- [What to work on]:
1. In the commentary on Olmert, Amona and Netanyahu, how did the public react to the pictures from Amona?
2. Please carry on the commentary on Olmert, Amona and Netanyahu, picking up right after its final sentence.

- [Passage shown]:
Amona was the beginning of Olmert's end. If Netanyahu will allow those same dark forces to continue to lead the nation in the direction we saw this week on the Gilad Farm, it will be the end of his government, as well.
Olmert had calculated that if Sharon expelled the Jews from Gush Katif and his political base strengthened as a result, he would do the same. And if Sharon acted with determination, then he - Olmert - would do even better and act with cruelty. But Olmert misread the map. The public was disgusted by the pictures from Amona. His popularity clearly began to erode from the day that his troops descended on Amona until it dissipated into oblivion.
Netanyahu is not the same type of scoundrel as Olmert. As he explained in the Likud faction meeting, he is under strong international pressure, to which he has apparently succumbed. Netanyahu left the conditions of surrender to others. It is reasonable to assume that it suited him well to allow Ehud Barak, Shai Nitzan and their cohorts to stage this week's war against the hilltop pioneers; settlers and builders of the Land of Israel, in an attempt to lay new ground rules for dealing with them.

- [Recorded data]:
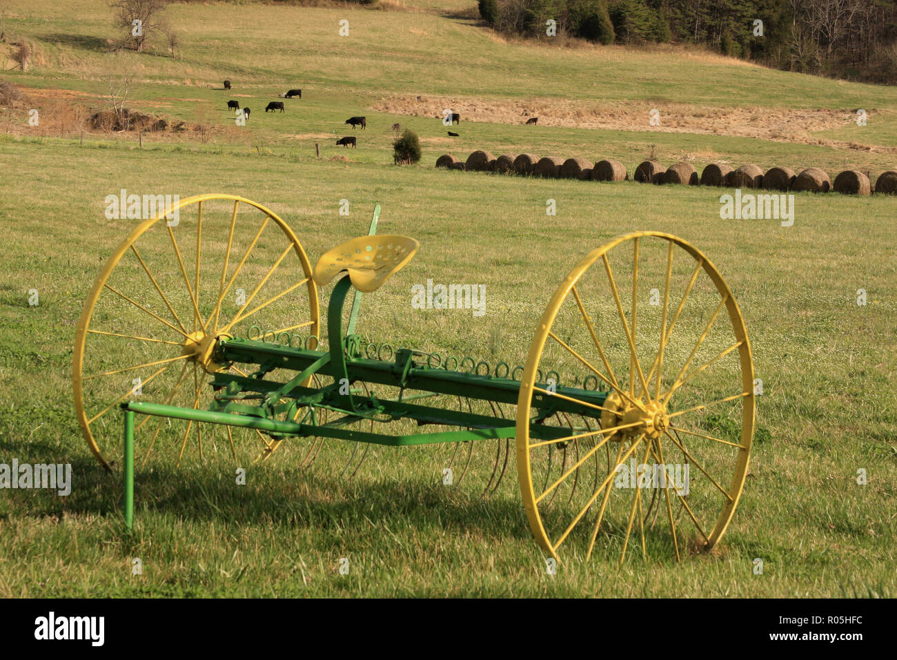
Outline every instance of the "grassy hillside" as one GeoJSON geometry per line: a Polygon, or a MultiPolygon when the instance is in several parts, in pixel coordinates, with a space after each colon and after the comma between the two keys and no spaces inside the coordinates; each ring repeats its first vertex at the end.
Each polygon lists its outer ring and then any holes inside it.
{"type": "Polygon", "coordinates": [[[7,33],[32,40],[39,58],[4,80],[33,98],[97,104],[109,67],[127,66],[139,74],[134,107],[221,128],[205,144],[148,135],[140,149],[133,135],[87,133],[82,145],[52,124],[25,127],[22,109],[0,110],[10,134],[0,136],[0,462],[69,462],[74,480],[67,497],[2,491],[0,595],[894,595],[893,198],[797,194],[795,224],[783,227],[721,220],[718,189],[433,168],[445,151],[465,156],[475,148],[615,157],[631,168],[653,145],[665,164],[724,159],[880,172],[895,164],[894,134],[885,128],[897,108],[893,89],[676,50],[506,43],[435,4],[405,7],[426,12],[176,4],[180,58],[161,48],[111,56],[107,10],[72,6],[12,4],[7,33]],[[341,18],[350,21],[349,38],[336,35],[341,18]],[[215,89],[224,78],[234,81],[232,92],[215,89]],[[291,87],[302,87],[301,101],[285,101],[283,115],[262,112],[291,87]],[[466,119],[462,136],[449,141],[439,119],[414,116],[418,95],[427,109],[448,98],[483,120],[466,119]],[[231,98],[253,109],[245,128],[225,110],[231,98]],[[509,120],[508,108],[521,103],[538,110],[539,126],[509,120]],[[374,110],[388,105],[394,110],[374,110]],[[655,107],[664,118],[681,110],[687,119],[650,130],[655,107]],[[869,111],[867,127],[849,123],[857,108],[869,111]],[[724,109],[729,123],[714,123],[724,109]],[[355,114],[369,119],[355,131],[358,149],[328,144],[352,134],[342,122],[355,114]],[[795,126],[798,116],[825,128],[795,126]],[[419,165],[389,164],[396,121],[420,133],[419,165]],[[614,126],[589,128],[599,122],[614,126]],[[257,439],[238,433],[236,464],[248,480],[237,487],[220,430],[206,439],[204,460],[191,443],[175,467],[184,429],[177,423],[138,470],[137,523],[126,532],[119,473],[107,475],[88,451],[71,393],[82,305],[135,224],[103,215],[105,197],[122,188],[255,199],[287,221],[312,263],[364,233],[379,202],[380,233],[413,236],[422,247],[365,298],[359,330],[492,363],[522,364],[554,289],[605,241],[653,229],[692,242],[737,298],[764,383],[751,472],[721,546],[677,563],[652,541],[657,551],[647,559],[631,551],[620,567],[616,534],[601,539],[588,561],[568,556],[551,576],[521,510],[513,452],[501,488],[481,499],[494,444],[477,447],[471,473],[448,488],[440,479],[450,448],[375,447],[350,480],[339,477],[355,461],[350,448],[327,445],[303,472],[307,443],[289,441],[250,466],[257,439]],[[348,217],[338,215],[344,198],[348,217]],[[549,198],[555,216],[545,214],[549,198]],[[485,285],[485,315],[412,308],[410,286],[428,278],[485,285]],[[857,304],[860,288],[865,306],[857,304]],[[30,289],[39,293],[36,307],[30,289]],[[861,468],[865,486],[856,480],[861,468]],[[135,557],[143,576],[131,575],[135,557]],[[762,576],[751,572],[758,557],[762,576]],[[351,560],[349,576],[337,572],[341,558],[351,560]]]}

- [Responses in order]:
1. The public was disgusted by them.

2.
Whether Netanyahu knew of their intended actions or not, he cannot escape his responsibility for the abominable conduct of his police forces. If he does not absolutely negate the use of weapons against settlers, his political end will be similar to Olmert's.
There is a question, however, that we must ask: Why does this happen time and again to Religious Zionism?
In his monumental commentary on his times, brilliant author, philosopher and Lehi fighter Shabtai Ben Dov (1924-1979) humbly criticized Rabbi Kook's approach to the emerging State of Israel. In my humble opinion, Ben Dov's criticism explains Kfar Maimon, the Gilad Farm and everything in between.
After an introduction in which Ben Dov writes how much he admires and respects Rabbi Kook's vision he continues (excerpts): "Although Rabbi Kook envisioned the dialectic of the redemption and knew that in the future it would take place through the separation of the dynamic foundation from the static tradition and their renewed bond on a Messianic base, he himself remained entirely subject to the static foundation. In other words, although he envisioned the entire process from beginning to end, he remained a visionary, an onlooker. He maintained the old, exile-pattern anticipation so that it would be prepared to contribute its part in the holistic merging that will be created sometime in the future."
Those who are simply in anticipation-mode cannot exit the gates of Kfar Maimon. And when they finally do emerge to their own form of disengagement - instead of merging with the dynamic redemptive foundation - they open the gate to public demonization, despite the basic sympathy that the public has for their cause.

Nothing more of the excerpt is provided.